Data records
====

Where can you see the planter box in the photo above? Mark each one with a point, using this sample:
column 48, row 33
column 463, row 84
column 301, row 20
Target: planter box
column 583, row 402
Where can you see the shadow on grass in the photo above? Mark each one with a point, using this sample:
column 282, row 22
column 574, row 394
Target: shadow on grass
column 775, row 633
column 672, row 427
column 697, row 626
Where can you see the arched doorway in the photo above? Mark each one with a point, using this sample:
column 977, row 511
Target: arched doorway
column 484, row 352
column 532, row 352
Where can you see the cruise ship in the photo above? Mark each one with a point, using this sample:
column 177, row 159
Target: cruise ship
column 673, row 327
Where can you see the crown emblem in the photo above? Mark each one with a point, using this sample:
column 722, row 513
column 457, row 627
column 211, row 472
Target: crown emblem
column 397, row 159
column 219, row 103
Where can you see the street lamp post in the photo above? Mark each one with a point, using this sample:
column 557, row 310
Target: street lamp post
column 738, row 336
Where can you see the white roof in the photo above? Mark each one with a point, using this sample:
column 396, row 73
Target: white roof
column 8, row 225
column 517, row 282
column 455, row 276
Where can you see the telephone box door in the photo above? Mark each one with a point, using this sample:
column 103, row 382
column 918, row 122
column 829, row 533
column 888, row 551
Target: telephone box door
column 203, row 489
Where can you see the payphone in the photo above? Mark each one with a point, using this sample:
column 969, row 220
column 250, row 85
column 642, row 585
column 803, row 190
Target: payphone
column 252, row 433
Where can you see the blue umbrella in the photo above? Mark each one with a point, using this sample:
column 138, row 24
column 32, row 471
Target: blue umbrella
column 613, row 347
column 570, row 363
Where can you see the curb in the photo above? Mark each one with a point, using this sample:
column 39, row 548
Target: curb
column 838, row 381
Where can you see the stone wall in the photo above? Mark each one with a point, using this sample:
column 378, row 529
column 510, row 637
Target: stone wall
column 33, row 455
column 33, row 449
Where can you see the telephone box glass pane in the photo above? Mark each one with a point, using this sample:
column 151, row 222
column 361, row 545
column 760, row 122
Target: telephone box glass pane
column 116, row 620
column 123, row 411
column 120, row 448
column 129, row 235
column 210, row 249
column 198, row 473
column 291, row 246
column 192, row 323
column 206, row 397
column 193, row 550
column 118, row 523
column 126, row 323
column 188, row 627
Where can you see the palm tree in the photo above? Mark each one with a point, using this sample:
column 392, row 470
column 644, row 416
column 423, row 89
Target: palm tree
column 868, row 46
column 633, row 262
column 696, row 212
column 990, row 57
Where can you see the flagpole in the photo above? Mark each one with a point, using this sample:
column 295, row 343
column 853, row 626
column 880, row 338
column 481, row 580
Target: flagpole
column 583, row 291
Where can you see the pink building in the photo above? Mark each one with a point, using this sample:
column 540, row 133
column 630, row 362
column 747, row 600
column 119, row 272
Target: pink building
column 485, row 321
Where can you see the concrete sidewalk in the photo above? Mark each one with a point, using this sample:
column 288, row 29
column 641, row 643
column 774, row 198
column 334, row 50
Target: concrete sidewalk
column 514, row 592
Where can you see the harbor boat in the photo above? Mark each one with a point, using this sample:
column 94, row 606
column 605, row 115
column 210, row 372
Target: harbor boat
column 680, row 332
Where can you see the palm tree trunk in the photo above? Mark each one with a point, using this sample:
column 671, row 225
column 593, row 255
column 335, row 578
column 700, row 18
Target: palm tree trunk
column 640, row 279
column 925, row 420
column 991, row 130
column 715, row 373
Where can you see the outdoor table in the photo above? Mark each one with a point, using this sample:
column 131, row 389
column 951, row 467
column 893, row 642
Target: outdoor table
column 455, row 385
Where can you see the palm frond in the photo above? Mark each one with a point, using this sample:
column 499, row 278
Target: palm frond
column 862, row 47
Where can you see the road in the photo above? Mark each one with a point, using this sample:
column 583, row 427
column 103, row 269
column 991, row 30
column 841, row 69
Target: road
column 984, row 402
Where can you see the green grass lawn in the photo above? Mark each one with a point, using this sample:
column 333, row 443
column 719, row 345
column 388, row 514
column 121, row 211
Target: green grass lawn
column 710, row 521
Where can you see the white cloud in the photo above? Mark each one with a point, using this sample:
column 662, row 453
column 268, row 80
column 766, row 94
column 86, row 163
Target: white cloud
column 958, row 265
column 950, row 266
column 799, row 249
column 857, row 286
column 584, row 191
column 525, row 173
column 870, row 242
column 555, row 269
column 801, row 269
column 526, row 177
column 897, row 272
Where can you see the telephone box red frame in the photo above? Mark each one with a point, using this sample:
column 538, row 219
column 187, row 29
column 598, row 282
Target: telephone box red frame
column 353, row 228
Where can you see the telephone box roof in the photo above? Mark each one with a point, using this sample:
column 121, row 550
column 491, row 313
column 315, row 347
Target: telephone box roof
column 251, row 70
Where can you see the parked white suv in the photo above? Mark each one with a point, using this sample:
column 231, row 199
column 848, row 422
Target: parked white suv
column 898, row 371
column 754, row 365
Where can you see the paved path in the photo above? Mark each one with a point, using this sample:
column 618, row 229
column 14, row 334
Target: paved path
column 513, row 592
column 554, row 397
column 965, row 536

====

## Task instructions
Each record is to be repeated exactly.

## Solution for this problem
Where can you see the planter box in the photo above? Mark each one with a point, using this sample:
column 48, row 33
column 463, row 84
column 301, row 20
Target: planter box
column 583, row 402
Where can you see the shadow on grass in the photo above? Mark each one with a point, using this sample:
column 282, row 22
column 574, row 394
Target: shadow on grass
column 775, row 633
column 672, row 427
column 697, row 626
Where can you see the arched doorway in the photo above? Mark each one with a point, using this sample:
column 977, row 511
Target: arched doorway
column 484, row 352
column 532, row 352
Where can you see the cruise ship in the photo above? Mark each one with a point, using this sample:
column 177, row 159
Target: cruise ship
column 673, row 327
Where can you see the crown emblem in the photo above? Mark each one with a point, using this sample:
column 722, row 513
column 457, row 627
column 211, row 472
Target: crown emblem
column 397, row 159
column 219, row 103
Where can you see the street lamp post in the photo above? Mark each one with a point, using this sample:
column 557, row 310
Target: street lamp post
column 738, row 336
Where can you see the white roof in the photo above? Mark each one with a point, using this sample:
column 396, row 73
Target: white roof
column 8, row 225
column 517, row 282
column 455, row 276
Where can you see the telephone box door in the photo above? Mark each one with a point, using this sample:
column 103, row 382
column 918, row 122
column 829, row 533
column 888, row 551
Target: telephone box door
column 203, row 489
Where can you see the payphone in the photo above? Mark each one with a point, using this sample:
column 969, row 220
column 250, row 85
column 642, row 585
column 803, row 190
Target: payphone
column 252, row 433
Where can you see the blue umbrella in the photo above? Mark each one with a point, using this sample:
column 138, row 24
column 32, row 471
Target: blue umbrella
column 613, row 347
column 570, row 363
Where can you see the curb in the photo above? Mark each one with a point, using this sample:
column 39, row 548
Target: curb
column 838, row 381
Where can you see the stone wall in the photo above? Mark each one with a point, using this sample:
column 378, row 529
column 510, row 637
Target: stone wall
column 33, row 455
column 33, row 449
Where can you see the telephone box glass pane in the photo above? Mark each one with a point, using this sample:
column 151, row 222
column 361, row 545
column 760, row 122
Target: telephone box glass pane
column 116, row 620
column 123, row 411
column 120, row 448
column 129, row 235
column 210, row 249
column 198, row 473
column 291, row 246
column 192, row 323
column 206, row 397
column 193, row 550
column 118, row 523
column 126, row 323
column 188, row 627
Where can you see the palm tree in the photo above? Mark each one with a point, using this sample:
column 392, row 470
column 644, row 416
column 423, row 89
Target: palm tree
column 868, row 46
column 633, row 262
column 696, row 212
column 990, row 57
Where can you see the flagpole in the photo above? Mark each one with a point, using this sample:
column 295, row 343
column 853, row 626
column 880, row 338
column 481, row 580
Target: flagpole
column 583, row 291
Where can you see the pink building in the photo above? Mark each one with a point, using this sample:
column 540, row 133
column 630, row 362
column 747, row 600
column 119, row 272
Target: pink building
column 485, row 321
Where can you see the concrete sidewalk in the photo above? Mark each one with a point, using this sample:
column 288, row 29
column 641, row 643
column 774, row 198
column 334, row 50
Target: concrete sidewalk
column 514, row 592
Where can you see the harbor boat in the photo above? Mark each one with a point, using this sample:
column 94, row 606
column 605, row 115
column 210, row 372
Target: harbor boat
column 680, row 332
Where can you see the palm tree trunk in the photo above? Mark each one with a point, using this sample:
column 671, row 225
column 593, row 255
column 335, row 578
column 700, row 18
Target: palm tree trunk
column 640, row 279
column 925, row 420
column 991, row 130
column 715, row 373
Where can you see the outdoor table in the photo above? Mark each one with a point, using this sample:
column 131, row 389
column 951, row 467
column 893, row 642
Target: outdoor table
column 455, row 385
Where can you see the palm frond in the photo above? Mark each one with a point, using this sample:
column 499, row 278
Target: palm frond
column 862, row 47
Where can you see the road in the photo above? Mark each one with a point, using this sample:
column 583, row 427
column 103, row 269
column 991, row 30
column 841, row 69
Target: road
column 984, row 402
Where can you see the green grass lawn in the photo above? Mark each one with a point, using this sample:
column 333, row 443
column 719, row 345
column 388, row 514
column 121, row 211
Target: green grass lawn
column 710, row 521
Where can you see the white cloud in the photo above? Mark each one with a point, using this sample:
column 662, row 453
column 268, row 80
column 766, row 94
column 86, row 163
Target: white cloud
column 958, row 265
column 950, row 266
column 799, row 249
column 857, row 286
column 584, row 191
column 525, row 173
column 870, row 242
column 555, row 269
column 801, row 269
column 526, row 177
column 897, row 272
Where can you see the telephone box red frame in the photo above? Mark each one with a point, using this sample:
column 538, row 219
column 187, row 29
column 598, row 282
Target: telephone box red frame
column 353, row 228
Where can you see the telephone box roof in the photo above? Mark each one with a point, using this sample:
column 121, row 550
column 491, row 313
column 315, row 347
Target: telephone box roof
column 251, row 70
Where can you see the parked white suv in the photo above? Mark each one with a point, using this sample:
column 231, row 199
column 848, row 422
Target: parked white suv
column 898, row 371
column 754, row 365
Where can you see the paved path in the photo above? Mark each one with a point, using this sample:
column 618, row 229
column 14, row 334
Target: paved path
column 513, row 592
column 554, row 397
column 965, row 536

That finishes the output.